● Fragment van pagina
* * * * * * *

REISVERHALEN --> Allerlei
 

Verhalen1        

Duw- en trekwerk
Verhalen2 Toeval
Verhalen3 Bootwerkers en neringdoenden
Verhalen4 Bolsius en de charleston
Verhalen5  
Verhalen6  
duw

DUW- EN TREKWERK Jaap de Ridder naar boven


Volgens kenners is Willem Elschot de meest gelezen, al overleden, schrijver in Nederland. Zijn verhalen getuigen van opmerkelijk inzicht in mensen en zakendoen. "Lijmen en het been", "Tjip', "Kaas", we hebben ze allemaal wel eens gelezen. Jammer genoeg is "Het Tankschip" uit 1941 wat minder bekend. Juist dat verhaal beschrijft, beter dan welk theorieboek ook, hoe je `shipowner' wordt. Nu heet Willem Elschot van huis uit De Ridder en het toeval wil dat onze VNS De Ridder, Jaap om precies te zijn, mijn Willem Elschot werd. Met wat duw- en trekwerk, zou mijn broer zeggen, had ik voor Nedlloyd Bulk het beheerscontract voor zes Marindus schepen veroverd. Een serie multipurpose schepen van een werf in Sorel bij Montreal. Let wel, van Panamese vlag naar Nederlandse vlag!Jaap was mij wel bekend uit de verhalen, ontmoet had ik hem nog niet. Het lot bracht ons bij elkaar in het vliegtuig terug van Montreal naar Schiphol. Jaap op weg naar verlof na het reactiveren van de Marindus-schepen en ikzelf na overname in management van het laatste schip van de serie. We zaten opgepropt naast elkaar in de economy class (op zeeliedenticket uiteraard) en kletsten wat over het "duw- en trekwerk". Jaap vroeg of hij daarover iets aan zijn buurman mocht vertellen, die was scheepsmakelaar, in Antwerpen.

* * * * * * *

● Opdrachten
1 - Tel de regels waarin de string "windshield" voorkomt, hoofdlettergevoelig. Geef alleen het aantal.
2 - Pak het verhaal over duw- en trekwerk alsjeblieft weer op na de laatste zin die er staat.
Het verhaal over duw- en trekwerk staat los van de regels die erna komen.

* * * * * * *

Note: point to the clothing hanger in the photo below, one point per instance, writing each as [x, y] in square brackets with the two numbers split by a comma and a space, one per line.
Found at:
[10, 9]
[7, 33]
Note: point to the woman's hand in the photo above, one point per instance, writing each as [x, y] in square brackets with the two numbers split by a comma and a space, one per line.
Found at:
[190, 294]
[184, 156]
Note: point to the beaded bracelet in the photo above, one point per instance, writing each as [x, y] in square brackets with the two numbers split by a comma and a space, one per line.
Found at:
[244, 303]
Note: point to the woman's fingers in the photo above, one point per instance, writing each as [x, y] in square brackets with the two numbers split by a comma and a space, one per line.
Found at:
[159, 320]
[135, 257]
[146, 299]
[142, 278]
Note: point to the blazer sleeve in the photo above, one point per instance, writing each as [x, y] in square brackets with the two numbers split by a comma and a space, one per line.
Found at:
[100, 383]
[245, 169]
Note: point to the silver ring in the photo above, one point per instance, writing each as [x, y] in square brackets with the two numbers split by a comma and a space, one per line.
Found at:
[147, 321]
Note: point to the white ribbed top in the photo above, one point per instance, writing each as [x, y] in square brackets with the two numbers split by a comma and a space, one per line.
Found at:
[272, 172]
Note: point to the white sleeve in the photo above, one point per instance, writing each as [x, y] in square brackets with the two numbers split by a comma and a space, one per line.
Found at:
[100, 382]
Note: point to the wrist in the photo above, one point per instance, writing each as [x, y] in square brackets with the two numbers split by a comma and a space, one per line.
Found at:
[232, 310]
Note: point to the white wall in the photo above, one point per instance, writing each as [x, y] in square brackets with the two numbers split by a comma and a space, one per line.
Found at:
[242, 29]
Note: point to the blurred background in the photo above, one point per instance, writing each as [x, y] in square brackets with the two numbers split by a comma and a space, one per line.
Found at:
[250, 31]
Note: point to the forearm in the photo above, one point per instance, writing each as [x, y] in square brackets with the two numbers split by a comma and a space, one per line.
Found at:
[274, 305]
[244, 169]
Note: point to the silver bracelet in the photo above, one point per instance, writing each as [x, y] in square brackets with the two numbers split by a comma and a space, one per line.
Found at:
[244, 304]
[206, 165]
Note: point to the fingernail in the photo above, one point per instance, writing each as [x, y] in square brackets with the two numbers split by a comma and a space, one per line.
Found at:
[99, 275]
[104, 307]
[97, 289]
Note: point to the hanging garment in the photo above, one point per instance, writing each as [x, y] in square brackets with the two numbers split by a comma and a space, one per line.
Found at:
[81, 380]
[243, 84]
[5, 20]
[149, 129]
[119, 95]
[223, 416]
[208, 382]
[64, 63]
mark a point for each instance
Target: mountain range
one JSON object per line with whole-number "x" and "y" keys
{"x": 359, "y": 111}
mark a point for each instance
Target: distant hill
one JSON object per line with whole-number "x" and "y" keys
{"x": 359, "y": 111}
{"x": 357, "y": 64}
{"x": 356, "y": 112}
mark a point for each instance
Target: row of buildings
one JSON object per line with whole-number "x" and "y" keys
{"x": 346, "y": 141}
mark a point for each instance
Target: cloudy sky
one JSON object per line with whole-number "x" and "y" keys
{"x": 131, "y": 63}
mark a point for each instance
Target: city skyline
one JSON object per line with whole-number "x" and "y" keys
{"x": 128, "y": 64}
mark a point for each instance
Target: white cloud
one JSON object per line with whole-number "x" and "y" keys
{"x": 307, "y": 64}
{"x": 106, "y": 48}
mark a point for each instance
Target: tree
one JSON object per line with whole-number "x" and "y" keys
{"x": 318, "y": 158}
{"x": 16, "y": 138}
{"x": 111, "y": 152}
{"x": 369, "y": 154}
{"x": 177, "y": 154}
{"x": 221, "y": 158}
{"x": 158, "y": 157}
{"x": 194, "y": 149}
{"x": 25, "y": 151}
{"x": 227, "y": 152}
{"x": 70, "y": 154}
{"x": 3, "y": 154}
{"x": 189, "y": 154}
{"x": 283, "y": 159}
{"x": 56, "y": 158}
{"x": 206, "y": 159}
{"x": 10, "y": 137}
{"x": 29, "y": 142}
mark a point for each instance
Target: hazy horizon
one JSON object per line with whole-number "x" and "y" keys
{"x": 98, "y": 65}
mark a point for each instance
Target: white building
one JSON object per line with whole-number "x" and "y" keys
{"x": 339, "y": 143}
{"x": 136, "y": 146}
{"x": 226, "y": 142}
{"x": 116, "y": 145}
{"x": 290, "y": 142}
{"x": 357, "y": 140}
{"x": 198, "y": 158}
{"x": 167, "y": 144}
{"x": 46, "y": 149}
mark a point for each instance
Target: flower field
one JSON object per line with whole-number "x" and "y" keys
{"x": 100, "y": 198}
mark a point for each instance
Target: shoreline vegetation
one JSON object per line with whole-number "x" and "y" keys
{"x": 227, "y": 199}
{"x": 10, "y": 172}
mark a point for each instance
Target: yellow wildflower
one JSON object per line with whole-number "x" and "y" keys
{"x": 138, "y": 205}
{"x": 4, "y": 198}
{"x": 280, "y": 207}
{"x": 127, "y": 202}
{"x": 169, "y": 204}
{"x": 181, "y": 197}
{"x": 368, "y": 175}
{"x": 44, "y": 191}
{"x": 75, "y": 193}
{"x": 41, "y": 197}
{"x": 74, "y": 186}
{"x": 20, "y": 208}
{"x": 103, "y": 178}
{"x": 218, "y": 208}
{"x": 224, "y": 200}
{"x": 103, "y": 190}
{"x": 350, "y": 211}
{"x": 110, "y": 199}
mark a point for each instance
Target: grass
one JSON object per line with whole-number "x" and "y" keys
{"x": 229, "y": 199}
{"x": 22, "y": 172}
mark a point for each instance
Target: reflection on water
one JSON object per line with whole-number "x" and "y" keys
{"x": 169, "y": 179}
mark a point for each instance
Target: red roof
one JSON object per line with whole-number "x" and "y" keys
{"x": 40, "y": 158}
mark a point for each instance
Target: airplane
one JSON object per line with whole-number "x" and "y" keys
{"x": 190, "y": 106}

* * * * * * *

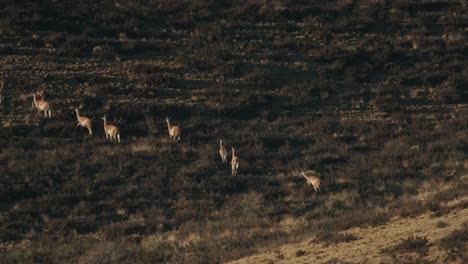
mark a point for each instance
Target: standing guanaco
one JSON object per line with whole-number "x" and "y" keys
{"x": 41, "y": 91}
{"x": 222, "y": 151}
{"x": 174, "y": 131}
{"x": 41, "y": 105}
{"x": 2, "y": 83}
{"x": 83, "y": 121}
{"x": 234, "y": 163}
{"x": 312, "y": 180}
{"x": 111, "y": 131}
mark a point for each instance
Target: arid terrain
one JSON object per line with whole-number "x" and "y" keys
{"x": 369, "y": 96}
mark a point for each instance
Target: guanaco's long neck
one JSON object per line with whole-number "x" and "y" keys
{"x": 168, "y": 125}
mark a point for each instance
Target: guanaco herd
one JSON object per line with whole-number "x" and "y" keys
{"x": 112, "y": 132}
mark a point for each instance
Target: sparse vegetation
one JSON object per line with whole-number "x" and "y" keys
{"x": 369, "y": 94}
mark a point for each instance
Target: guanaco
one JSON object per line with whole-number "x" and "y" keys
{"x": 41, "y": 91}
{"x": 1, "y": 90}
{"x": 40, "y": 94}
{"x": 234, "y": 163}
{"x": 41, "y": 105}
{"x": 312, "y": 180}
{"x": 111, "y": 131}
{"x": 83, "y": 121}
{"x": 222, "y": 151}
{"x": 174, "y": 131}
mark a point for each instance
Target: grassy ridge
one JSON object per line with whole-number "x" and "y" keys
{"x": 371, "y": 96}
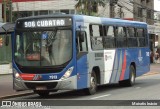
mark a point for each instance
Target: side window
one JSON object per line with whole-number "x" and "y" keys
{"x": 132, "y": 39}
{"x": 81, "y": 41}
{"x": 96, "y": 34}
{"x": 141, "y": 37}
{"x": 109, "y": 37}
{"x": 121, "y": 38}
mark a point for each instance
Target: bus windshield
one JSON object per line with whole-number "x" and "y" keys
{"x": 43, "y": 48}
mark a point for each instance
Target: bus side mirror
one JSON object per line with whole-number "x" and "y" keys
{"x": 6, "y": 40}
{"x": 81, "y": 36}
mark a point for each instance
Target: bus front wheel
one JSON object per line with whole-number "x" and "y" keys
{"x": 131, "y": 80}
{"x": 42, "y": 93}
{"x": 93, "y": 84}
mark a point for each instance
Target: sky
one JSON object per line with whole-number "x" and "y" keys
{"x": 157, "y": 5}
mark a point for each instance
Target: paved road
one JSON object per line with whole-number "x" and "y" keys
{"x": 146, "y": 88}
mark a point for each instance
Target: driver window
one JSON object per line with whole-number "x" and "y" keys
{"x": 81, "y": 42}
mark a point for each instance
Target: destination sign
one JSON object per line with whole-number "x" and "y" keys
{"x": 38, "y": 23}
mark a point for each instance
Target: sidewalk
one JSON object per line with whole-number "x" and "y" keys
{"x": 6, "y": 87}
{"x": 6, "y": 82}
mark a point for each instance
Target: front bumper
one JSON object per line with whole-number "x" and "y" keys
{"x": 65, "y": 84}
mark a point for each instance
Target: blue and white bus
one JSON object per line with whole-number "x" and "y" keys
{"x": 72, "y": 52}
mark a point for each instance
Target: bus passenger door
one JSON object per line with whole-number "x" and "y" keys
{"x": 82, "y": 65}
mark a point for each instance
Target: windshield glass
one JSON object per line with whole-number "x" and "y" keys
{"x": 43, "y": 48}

* * * * * * *

● Antwoorden per opdracht
1 - 2

2 -
Een week of wat later bracht buurman/makelaar ons een bezoek in Rotterdam. Hij had twee schatjes van schepen (Balder Antwerpen en Balder Gent) bij Cockerill, waarvan de opdrachtgevers in gebreke bleven. Of ik daar wat duw- en trekwerk voor kon verzinnen. Om een lang verhaal kort te maken, Nedlloyd voelde er niets voor. #@*!!! Nog meer Belgische vlag - exploitatie. Hadden we daar zelf al niet problemen genoeg mee?Waarom niet zelf geprobeerd? Contacten met buurman/makelaar en de werf liepen op niets uit. Uiteindelijk kocht Vroon de scheepjes voor weinig. Buurman/makelaar wist een bevriende makelaar in Rotterdam. Die liep naar de tachtig en had geen opvolger. Was dat iets "for starters"? Kijk, zo is het gekomen. Het duw- en trekwerk is gebleven. Bij Willem Elschot betrof het een tankschip.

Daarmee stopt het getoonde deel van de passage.